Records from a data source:
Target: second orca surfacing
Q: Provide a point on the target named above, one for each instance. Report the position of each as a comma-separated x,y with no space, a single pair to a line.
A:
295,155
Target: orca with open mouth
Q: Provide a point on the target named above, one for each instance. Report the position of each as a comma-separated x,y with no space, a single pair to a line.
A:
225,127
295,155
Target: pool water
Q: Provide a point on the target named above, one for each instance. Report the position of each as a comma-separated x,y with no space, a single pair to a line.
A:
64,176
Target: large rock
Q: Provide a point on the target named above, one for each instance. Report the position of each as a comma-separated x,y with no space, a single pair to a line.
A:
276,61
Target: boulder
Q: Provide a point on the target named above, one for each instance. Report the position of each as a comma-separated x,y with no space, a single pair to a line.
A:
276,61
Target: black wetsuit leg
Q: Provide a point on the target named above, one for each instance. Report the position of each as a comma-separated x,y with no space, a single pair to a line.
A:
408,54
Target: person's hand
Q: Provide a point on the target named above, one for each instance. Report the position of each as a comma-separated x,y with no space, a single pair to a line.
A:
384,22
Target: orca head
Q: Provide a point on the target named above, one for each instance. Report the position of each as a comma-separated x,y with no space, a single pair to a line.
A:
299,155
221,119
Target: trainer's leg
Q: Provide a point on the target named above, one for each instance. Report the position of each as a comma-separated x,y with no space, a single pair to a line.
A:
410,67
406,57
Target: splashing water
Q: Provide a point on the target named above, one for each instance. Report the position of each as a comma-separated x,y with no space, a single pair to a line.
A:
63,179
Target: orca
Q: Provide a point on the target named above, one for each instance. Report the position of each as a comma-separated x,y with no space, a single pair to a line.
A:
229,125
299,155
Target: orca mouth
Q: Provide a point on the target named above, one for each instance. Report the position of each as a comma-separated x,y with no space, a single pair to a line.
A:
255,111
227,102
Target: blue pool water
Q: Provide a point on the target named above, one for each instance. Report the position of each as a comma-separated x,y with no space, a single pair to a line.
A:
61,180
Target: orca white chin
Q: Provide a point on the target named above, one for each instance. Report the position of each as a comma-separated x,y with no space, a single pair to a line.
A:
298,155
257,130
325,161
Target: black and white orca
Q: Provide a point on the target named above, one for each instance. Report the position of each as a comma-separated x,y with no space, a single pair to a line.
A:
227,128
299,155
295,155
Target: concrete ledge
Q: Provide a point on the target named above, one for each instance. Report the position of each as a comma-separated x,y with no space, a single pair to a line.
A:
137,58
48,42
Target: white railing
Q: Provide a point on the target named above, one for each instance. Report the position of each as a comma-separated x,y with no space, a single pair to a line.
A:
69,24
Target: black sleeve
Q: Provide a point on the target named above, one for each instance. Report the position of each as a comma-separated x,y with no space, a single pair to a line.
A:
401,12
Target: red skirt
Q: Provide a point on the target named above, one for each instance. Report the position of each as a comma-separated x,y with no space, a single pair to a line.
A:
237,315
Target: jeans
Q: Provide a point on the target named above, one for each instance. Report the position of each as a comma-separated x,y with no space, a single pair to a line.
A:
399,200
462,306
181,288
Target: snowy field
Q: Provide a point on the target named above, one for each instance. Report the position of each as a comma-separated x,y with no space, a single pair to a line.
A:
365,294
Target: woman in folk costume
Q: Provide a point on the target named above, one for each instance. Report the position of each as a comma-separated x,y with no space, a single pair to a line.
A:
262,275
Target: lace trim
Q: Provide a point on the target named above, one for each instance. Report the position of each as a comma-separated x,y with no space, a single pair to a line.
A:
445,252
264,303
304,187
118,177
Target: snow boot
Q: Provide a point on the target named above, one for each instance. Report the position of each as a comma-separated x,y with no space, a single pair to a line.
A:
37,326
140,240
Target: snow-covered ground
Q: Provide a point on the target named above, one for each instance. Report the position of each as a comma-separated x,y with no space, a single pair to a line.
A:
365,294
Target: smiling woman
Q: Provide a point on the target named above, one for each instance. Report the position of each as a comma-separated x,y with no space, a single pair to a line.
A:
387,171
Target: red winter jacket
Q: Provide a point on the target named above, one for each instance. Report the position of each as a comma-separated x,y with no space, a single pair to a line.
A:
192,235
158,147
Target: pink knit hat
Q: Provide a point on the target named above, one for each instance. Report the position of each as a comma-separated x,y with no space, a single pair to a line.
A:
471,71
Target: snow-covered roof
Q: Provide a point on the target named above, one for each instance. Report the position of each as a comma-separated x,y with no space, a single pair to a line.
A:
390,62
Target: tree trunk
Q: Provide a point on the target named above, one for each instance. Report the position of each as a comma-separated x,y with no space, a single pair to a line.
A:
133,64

**YOUR ASSIGNMENT**
From the first line through the last, give the data above again exactly.

**RESULT FOR THIS EXERCISE**
Target: second orca surfacing
Q: Provide a point on the target named above, one for each instance. Report the position of each as a comma-separated x,y with no space, a single pair to a line.
A:
295,155
Target: orca with open mouth
Q: Provide a point on the target named above, one for each instance. Report the position of each as a comma-separated x,y with no space, a single pair to a line.
A:
225,127
295,155
Target: pool water
Q: Provide a point on the target named above, one for each instance. Report the position of each as a comma-separated x,y with no space, a single pair to a line.
A:
64,176
Target: large rock
Q: Provide a point on the target named above, one for each instance. Report the position of each as a comma-separated x,y with no space, a single pair to a line.
A:
276,61
Target: boulder
Q: Provide a point on the target named above, one for each instance. Report the position of each as a comma-separated x,y with no space, a single pair to a line.
A:
276,61
Target: black wetsuit leg
Q: Provide a point on the target named above, one for each instance. Report the position of each as a comma-separated x,y with no space, a single pair to a line.
A:
408,54
Target: person's hand
Q: Provide a point on the target named above, one for each instance. Report the position of each as a comma-separated x,y with no space, a single pair to a line.
A:
384,22
Target: orca head
Q: Provide a point on the target named above, one for each instance. Report the position of each as a comma-separated x,y with no space, a single pair to a line.
A:
299,155
221,119
Target: trainer's leg
Q: Provide a point on the target named above, one for each instance. Report the position of each as a comma-separated x,y with no space, a single pair to a line.
A:
410,67
406,57
Target: splashing water
Q: Provide a point on the target named above, one for each instance. Report the position of each as a comma-separated x,y with no space, a single pair to a line.
A:
63,179
Target: orca
Q: Provide a point on the target named above, one for each instance. Report the position of each as a comma-separated x,y with no space, a single pair to a line.
A:
229,125
299,155
Target: orca mouth
Q: Provide a point on the target named above, one for each instance. Report the position of each as a comma-separated x,y with no space, a single pair to a line.
A:
255,111
227,102
Target: blue pool water
Q: Provide a point on the target named above, one for each instance. Report the position of each as a comma-separated x,y with no space, a single pair to a line.
A:
61,180
Target: orca white chin
Q: Provide a point on the target named above, one for each instance. Report the position of each as a comma-separated x,y with no space, a single pair to a line.
A:
298,155
257,130
325,161
Target: black and white orca
Q: Provide a point on the target named above, one for each instance. Report the position of each as a comma-separated x,y with no space, a single pair to a line.
A:
227,128
299,155
295,155
Target: concrete ledge
Q: Provide a point on the target named above, one for each instance. Report the position of each as a comma-separated x,y with no space, a single pair to a line.
A:
137,58
48,42
Target: white railing
Q: Provide a point on the target named above, one for each instance. Report the position of each as a comma-separated x,y with no space, a single pair to a line.
A:
69,24
Target: black sleeve
Q: Provide a point on the target named above, one for each instance. Report the position of each as a comma-separated x,y with no space, a single pair to a line.
A:
401,12
Target: red skirt
Q: Provide a point on the target named above, one for each instance. Report the position of each as a comma-separated x,y with no space, a single pair to a line.
A:
237,315
Target: jeans
Q: Provide a point on the target named above, one for each instance. Report the position of each as a comma-separated x,y with no space, a single pair to a line.
A:
399,200
462,306
181,288
Target: snowy field
Q: Provide a point on the target named above, one for each instance. Report the position of each as a comma-separated x,y with no space, a single pair to a line.
A:
365,294
Target: woman in folk costume
Q: Provide a point on the target named above, one for each instance. Report the position of each as a comma-separated x,y with no space, a single pair to a line.
A:
262,275
Target: lace trim
Q: Provide a point on the target named above, one for each instance. Report the position of each as a comma-separated x,y with no space, a single pair to a line.
A:
445,252
264,303
304,187
118,177
Target: snow boot
Q: Provide a point on the target named above, one for each instance. Report the position of each as a comma-separated x,y with no space, a single pair to a line.
A:
37,326
140,240
Target: snow-covered ground
Q: Provide a point on the target named above, one for each instance. Report the position of each as a comma-separated x,y with no space, a single pair to a line.
A:
365,294
Target: smiling woman
Q: Provide a point on the target named above, one for each instance. Report the position of each as a comma-separated x,y with no space, a single pair to a line.
A:
387,171
Target: red winter jacket
Q: Provide a point on the target named above, one for each instance. Report the position of each as a comma-separated x,y with no space, a single pair to a line.
A:
192,235
158,147
Target: pink knit hat
Q: Provide a point on the target named above, one for each instance. Report the position of each as a comma-separated x,y with no space, a single pair to a line.
A:
471,71
Target: snow-covered roof
Q: Provide a point on the target named above, one for each instance. Report the position of each as a comma-separated x,y with no space, a single pair to a line.
A:
390,62
Target: tree trunk
Q: Provide a point on the target named above, one for each instance. Report the position of each as a comma-separated x,y with no space, a single pair to a line.
A:
133,64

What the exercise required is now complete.